◆ **Problem to solve**: Write out, exactly as they appear, only the lines running from the line with "Point to the umbrella pole" to the final line of the listing; include both.

◆ **Records to process**:
◆ ◆ ◆ ◆ ◆ ◆ ◆

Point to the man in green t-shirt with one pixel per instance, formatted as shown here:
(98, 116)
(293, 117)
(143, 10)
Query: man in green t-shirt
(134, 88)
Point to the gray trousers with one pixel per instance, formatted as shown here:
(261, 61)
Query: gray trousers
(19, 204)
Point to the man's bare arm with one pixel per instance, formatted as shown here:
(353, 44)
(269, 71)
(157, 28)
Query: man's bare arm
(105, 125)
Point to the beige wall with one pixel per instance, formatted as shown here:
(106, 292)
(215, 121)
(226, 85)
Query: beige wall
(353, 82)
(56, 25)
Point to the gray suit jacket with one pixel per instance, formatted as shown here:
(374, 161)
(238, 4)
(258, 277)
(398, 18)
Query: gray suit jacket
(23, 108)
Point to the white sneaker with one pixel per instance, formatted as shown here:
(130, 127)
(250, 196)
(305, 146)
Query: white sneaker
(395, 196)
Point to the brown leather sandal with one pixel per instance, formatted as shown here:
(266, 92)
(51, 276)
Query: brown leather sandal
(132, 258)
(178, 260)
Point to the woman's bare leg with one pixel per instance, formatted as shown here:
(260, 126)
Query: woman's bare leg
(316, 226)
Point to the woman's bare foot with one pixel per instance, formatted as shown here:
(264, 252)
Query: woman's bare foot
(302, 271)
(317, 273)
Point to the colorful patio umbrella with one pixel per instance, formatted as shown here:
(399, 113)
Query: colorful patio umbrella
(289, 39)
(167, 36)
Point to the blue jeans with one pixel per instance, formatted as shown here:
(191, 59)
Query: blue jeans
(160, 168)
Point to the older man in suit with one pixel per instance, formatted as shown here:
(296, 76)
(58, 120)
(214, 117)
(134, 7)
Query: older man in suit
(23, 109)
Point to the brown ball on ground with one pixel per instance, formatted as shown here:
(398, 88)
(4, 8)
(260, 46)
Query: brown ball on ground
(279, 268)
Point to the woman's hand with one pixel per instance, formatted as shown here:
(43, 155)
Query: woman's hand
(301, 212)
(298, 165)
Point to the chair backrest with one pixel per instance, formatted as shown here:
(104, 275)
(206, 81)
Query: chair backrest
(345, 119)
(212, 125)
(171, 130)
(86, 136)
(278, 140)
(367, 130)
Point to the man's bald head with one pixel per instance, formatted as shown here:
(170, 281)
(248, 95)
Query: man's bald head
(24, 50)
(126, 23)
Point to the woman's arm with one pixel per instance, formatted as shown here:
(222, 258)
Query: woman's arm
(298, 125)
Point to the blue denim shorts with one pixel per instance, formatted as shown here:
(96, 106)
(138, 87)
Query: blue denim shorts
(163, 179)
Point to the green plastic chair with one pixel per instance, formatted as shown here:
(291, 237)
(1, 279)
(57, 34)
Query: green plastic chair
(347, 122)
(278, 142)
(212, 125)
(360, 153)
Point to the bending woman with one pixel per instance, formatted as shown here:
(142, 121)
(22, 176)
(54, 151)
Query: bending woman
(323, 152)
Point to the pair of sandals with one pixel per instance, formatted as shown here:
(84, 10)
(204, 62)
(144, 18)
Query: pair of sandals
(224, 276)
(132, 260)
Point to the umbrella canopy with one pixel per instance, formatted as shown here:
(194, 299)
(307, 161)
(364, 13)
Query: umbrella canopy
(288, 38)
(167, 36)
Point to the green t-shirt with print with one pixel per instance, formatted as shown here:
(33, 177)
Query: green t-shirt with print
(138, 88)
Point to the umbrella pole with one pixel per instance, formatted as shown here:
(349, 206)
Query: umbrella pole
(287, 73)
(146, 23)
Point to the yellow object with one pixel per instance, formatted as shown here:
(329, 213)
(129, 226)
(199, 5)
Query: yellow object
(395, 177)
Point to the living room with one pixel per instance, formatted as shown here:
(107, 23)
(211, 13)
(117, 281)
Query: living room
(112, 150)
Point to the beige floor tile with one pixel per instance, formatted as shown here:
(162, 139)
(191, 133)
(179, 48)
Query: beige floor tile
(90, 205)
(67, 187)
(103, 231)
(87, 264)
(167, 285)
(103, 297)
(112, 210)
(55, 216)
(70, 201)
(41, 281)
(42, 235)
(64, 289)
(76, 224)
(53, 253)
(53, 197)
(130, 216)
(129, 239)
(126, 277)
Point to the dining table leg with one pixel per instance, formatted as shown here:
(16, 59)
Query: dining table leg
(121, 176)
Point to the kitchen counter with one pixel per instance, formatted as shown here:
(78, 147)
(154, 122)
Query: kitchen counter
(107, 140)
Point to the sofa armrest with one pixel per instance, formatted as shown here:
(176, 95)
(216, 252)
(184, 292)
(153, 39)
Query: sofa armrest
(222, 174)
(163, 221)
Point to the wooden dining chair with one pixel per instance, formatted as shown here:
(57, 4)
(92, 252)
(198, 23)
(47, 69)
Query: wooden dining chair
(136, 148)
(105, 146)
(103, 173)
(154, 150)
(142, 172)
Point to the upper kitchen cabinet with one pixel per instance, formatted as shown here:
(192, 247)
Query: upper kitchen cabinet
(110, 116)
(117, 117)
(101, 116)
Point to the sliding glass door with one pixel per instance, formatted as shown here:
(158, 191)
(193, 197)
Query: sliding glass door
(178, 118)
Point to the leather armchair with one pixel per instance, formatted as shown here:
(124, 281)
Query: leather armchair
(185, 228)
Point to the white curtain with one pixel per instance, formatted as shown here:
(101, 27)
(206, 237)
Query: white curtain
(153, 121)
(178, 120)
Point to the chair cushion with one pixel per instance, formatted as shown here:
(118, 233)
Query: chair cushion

◆ ◆ ◆ ◆ ◆ ◆ ◆

◆ **Answer to this task**:
Point to the umbrella pole with one pixel per instance, formatted as shown here:
(349, 206)
Query: umbrella pole
(287, 73)
(146, 23)
Point to the yellow object with one pixel per instance, formatted as shown here:
(329, 213)
(129, 226)
(199, 5)
Query: yellow object
(395, 177)
Point to the living room with one pixel per instance, formatted as shown here:
(107, 23)
(211, 13)
(117, 281)
Query: living room
(112, 150)
Point to the beige floor tile with one pixel per instance, formatted as shown here:
(162, 139)
(191, 133)
(179, 48)
Query: beige floor tile
(90, 205)
(67, 187)
(103, 231)
(87, 264)
(167, 285)
(103, 297)
(112, 210)
(55, 216)
(70, 201)
(41, 281)
(42, 235)
(64, 289)
(76, 224)
(53, 253)
(53, 197)
(130, 216)
(129, 239)
(126, 277)
Point to the dining table leg with one pixel per instance, formatted as shown here:
(16, 59)
Query: dining table leg
(121, 176)
Point to the kitchen counter with one pixel per instance, formatted as shown here:
(78, 147)
(154, 122)
Query: kitchen counter
(107, 140)
Point to the sofa armrest with one pixel per instance, formatted as shown here:
(176, 95)
(216, 252)
(184, 292)
(153, 39)
Query: sofa armrest
(222, 174)
(163, 221)
Point to the wooden dining chair with one pixel per instance, formatted as shown here:
(57, 4)
(92, 252)
(198, 23)
(47, 69)
Query: wooden dining chair
(136, 148)
(105, 146)
(103, 173)
(154, 150)
(142, 172)
Point to the upper kitchen cabinet with one pixel per instance, formatted as shown here:
(192, 247)
Query: upper kitchen cabinet
(110, 116)
(117, 117)
(101, 116)
Point to the sliding glass door with one pixel per instance, formatted as shown here:
(158, 191)
(193, 197)
Query: sliding glass door
(178, 118)
Point to the leather armchair with one pixel per instance, formatted as shown here:
(124, 281)
Query: leather armchair
(185, 228)
Point to the white curtain with one pixel per instance, formatted as shown here:
(101, 27)
(206, 237)
Query: white curtain
(153, 121)
(178, 120)
Point to the chair cushion with one pixel per instance, formatted as shown here:
(118, 233)
Query: chair cushion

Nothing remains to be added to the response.